_課題 1_: 下のリストの「to the sprinkle」を含む行からリストの最後までを、「gold rimmed bowl」を「gold-edged bowl」に置き換え、それ以外は変えずに書き直してもらえますか？
══ 抜粋本文
向かう前に平和通り商店街のとある店でウナネギ巻きとざるもずくを食べる。
食べた後ローカルスーパーに寄る。
黒糖とタンカンがねりこまれた、「ですから唐揚げ」なるものを買う。衣にほのかな甘みと柑橘の酸味がきいてて、美味い。合わせて今日はとても暑いのでポカリスエットを買った。

日差しが強い強い。
泳ぐ人がまばらなその海は午後の光を返して輝き揺らめいていた。
波は穏やかで、手前は透き通って、遠く向こうはべっとりと青が塗りたくられている。
足だけでもとズボンをたくし上げて、その透明な海水の中にちゃぷちゃぷと入った。
遠く向こうにビルのような大きさの船が、横切ると波が生まれる。
浜辺に長くいたせいで、肌がひりりと焼けた。赤らめた体で、町へ呑みに出かける。

途中商店でスナックパインなる果物を購入。
店主であろうお婆ちゃんは方言が強くて何を言ってるのかほとんどわからなかった。

その後に牧志市場にある閉店間際の天ぷら屋に飛び込んで、魚の天ぷらを買い込みコンビニでオリオンビールを買ってこの日は始まった。
その後は牡蠣小屋で牡蠣を食べて(生牡蠣を食べたかったが我慢した)
その後、昨日出会ったおじさんと、相方のジンがやりとりして合流。
3軒目も、酒三杯とおつまみ一品で千円という手頃な店。
その後に、昨日訪れた呑み屋大ちゃんにCDを持って行く。常連さん達が既に呑んでいて、君たちが噂のミュージシャンかと、向かい入れてくれた。僕たちの話は常連さんの中で回っているようだった。 
ヤギ刺しとチャンプルをつまみながら泡盛をいただく。
最後は宿の下のそば屋で沖縄そばを〆に食べた。

やっと明日ライブである。
今日はサンダルで1日歩き続けたので、靴擦れをおこし指の間が真っ赤になった。


4月29日 曇りとスコール

11時宿を出る。
今回読んでいただいた主催者である、こころとことばというバンドの心花さんに車で迎えにきてもらった。
曰く世界一美味しい、首里城の近くにあるハンバーガー屋へ行ったが満席。明日こそは。
════
══ 提示資料
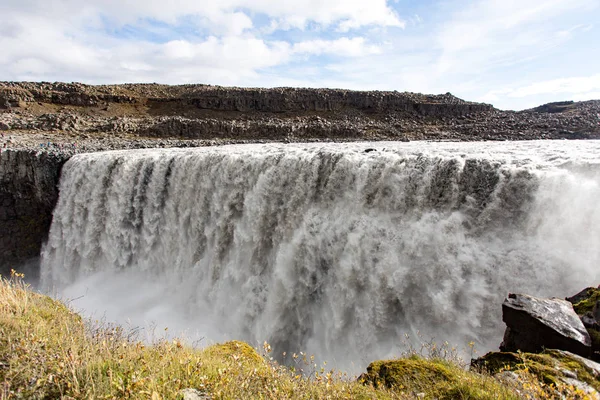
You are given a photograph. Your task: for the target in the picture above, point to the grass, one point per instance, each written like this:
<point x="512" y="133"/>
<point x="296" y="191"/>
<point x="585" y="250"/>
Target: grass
<point x="47" y="351"/>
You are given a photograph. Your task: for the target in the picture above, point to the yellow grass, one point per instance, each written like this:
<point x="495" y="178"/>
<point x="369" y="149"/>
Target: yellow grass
<point x="47" y="351"/>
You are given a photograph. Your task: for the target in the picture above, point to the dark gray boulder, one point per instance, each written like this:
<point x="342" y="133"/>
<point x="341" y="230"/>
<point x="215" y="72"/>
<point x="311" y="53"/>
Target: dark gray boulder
<point x="535" y="324"/>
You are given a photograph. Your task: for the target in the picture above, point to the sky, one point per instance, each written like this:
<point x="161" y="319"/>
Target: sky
<point x="514" y="54"/>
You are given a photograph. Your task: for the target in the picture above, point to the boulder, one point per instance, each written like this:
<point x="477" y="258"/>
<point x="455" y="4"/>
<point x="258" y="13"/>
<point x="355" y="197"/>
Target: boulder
<point x="535" y="324"/>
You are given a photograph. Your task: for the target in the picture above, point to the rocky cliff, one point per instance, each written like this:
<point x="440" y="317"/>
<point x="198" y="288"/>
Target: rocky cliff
<point x="48" y="122"/>
<point x="202" y="112"/>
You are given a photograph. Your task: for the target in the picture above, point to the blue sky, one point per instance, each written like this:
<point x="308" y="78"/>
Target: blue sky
<point x="513" y="54"/>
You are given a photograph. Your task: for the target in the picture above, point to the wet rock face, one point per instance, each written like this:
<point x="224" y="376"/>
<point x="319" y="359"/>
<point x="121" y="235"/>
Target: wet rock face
<point x="535" y="324"/>
<point x="28" y="193"/>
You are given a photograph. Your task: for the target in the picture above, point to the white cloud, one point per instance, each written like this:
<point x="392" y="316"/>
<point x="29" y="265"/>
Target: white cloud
<point x="354" y="47"/>
<point x="491" y="33"/>
<point x="578" y="85"/>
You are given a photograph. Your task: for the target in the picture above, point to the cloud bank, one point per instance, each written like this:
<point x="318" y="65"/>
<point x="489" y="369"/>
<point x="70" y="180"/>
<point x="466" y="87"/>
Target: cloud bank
<point x="514" y="54"/>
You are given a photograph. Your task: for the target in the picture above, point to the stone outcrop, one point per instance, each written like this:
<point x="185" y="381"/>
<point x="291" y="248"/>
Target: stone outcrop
<point x="535" y="324"/>
<point x="289" y="114"/>
<point x="587" y="305"/>
<point x="556" y="369"/>
<point x="28" y="194"/>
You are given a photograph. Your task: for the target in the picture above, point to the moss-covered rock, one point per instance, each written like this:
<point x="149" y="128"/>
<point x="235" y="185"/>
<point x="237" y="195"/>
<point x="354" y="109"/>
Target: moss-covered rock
<point x="433" y="379"/>
<point x="586" y="305"/>
<point x="399" y="373"/>
<point x="585" y="301"/>
<point x="555" y="368"/>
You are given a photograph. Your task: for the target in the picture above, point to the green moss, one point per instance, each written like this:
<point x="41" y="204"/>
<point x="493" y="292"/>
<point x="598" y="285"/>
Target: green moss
<point x="403" y="372"/>
<point x="433" y="379"/>
<point x="548" y="367"/>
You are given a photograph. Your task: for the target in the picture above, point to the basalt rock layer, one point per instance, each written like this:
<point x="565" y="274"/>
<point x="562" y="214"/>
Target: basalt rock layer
<point x="28" y="193"/>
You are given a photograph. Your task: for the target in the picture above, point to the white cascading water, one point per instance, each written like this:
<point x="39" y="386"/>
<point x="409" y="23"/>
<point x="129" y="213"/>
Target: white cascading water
<point x="326" y="248"/>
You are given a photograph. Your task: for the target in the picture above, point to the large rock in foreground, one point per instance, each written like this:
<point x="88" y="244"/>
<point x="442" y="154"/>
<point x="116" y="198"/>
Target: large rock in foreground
<point x="535" y="324"/>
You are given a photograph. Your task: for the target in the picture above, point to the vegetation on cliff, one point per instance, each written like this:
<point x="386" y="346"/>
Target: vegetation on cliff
<point x="48" y="351"/>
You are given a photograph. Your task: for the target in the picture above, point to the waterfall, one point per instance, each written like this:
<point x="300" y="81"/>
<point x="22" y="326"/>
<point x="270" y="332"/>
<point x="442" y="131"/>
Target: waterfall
<point x="334" y="249"/>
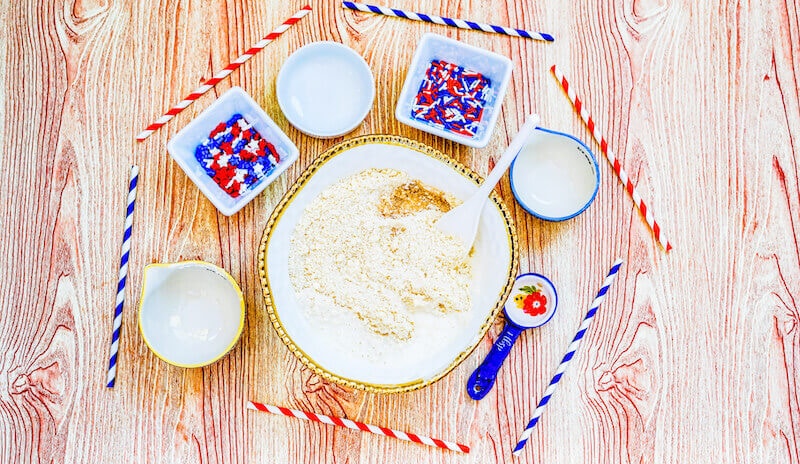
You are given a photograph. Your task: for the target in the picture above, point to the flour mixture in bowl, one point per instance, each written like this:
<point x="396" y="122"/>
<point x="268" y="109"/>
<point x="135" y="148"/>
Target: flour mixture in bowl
<point x="366" y="258"/>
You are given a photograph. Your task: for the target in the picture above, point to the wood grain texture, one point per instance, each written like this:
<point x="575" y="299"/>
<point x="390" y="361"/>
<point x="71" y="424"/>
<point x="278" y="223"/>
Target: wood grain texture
<point x="694" y="357"/>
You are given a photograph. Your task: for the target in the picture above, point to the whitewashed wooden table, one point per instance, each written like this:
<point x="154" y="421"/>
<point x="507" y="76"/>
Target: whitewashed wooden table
<point x="694" y="357"/>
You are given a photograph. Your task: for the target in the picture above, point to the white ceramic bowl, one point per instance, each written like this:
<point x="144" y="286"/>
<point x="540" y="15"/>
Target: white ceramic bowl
<point x="191" y="313"/>
<point x="325" y="89"/>
<point x="338" y="355"/>
<point x="555" y="177"/>
<point x="496" y="68"/>
<point x="183" y="145"/>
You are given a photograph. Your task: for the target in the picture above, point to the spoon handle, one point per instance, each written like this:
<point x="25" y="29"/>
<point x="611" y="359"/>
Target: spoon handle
<point x="482" y="380"/>
<point x="508" y="156"/>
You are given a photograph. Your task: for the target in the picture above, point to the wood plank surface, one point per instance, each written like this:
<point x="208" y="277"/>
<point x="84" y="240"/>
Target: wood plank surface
<point x="694" y="357"/>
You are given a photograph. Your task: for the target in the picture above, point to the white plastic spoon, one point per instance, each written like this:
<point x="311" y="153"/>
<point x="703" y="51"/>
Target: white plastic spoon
<point x="462" y="221"/>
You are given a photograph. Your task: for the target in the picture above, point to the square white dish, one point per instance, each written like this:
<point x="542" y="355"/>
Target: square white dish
<point x="496" y="68"/>
<point x="182" y="147"/>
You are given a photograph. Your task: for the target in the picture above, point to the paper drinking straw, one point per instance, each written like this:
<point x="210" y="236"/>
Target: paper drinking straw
<point x="209" y="84"/>
<point x="123" y="275"/>
<point x="601" y="295"/>
<point x="330" y="420"/>
<point x="460" y="23"/>
<point x="623" y="176"/>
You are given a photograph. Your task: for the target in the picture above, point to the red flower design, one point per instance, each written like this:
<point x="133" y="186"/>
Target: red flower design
<point x="535" y="304"/>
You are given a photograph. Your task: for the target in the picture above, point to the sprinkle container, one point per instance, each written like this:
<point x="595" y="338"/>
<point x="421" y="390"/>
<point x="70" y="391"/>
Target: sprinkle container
<point x="232" y="151"/>
<point x="454" y="90"/>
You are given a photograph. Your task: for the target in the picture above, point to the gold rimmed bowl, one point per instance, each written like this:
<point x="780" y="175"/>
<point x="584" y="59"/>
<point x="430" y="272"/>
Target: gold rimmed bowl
<point x="337" y="355"/>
════
_課題 2_:
上の旅行記について答えてください。
(a) 「ですから唐揚げ」には何が練り込まれていましたか？
(b) 3軒目の店では、何がいくらでしたか？
(c) 4月29日の天気は何と書かれていますか？

_回答 1_:
You are given a photograph. Your task: for the target in the picture above, point to the sprinkle container, one point per instance, each written like this:
<point x="595" y="338"/>
<point x="421" y="390"/>
<point x="70" y="391"/>
Target: sprinkle container
<point x="232" y="151"/>
<point x="454" y="90"/>
You are given a photograph. Your task: for the target in the picture above, point to the gold-edged bowl, one point per instance, each written like this:
<point x="780" y="175"/>
<point x="584" y="59"/>
<point x="430" y="272"/>
Target: gold-edged bowl
<point x="337" y="355"/>

_回答 2_:
(a) 黒糖とタンカン
(b) 酒三杯とおつまみ一品で千円
(c) 曇りとスコール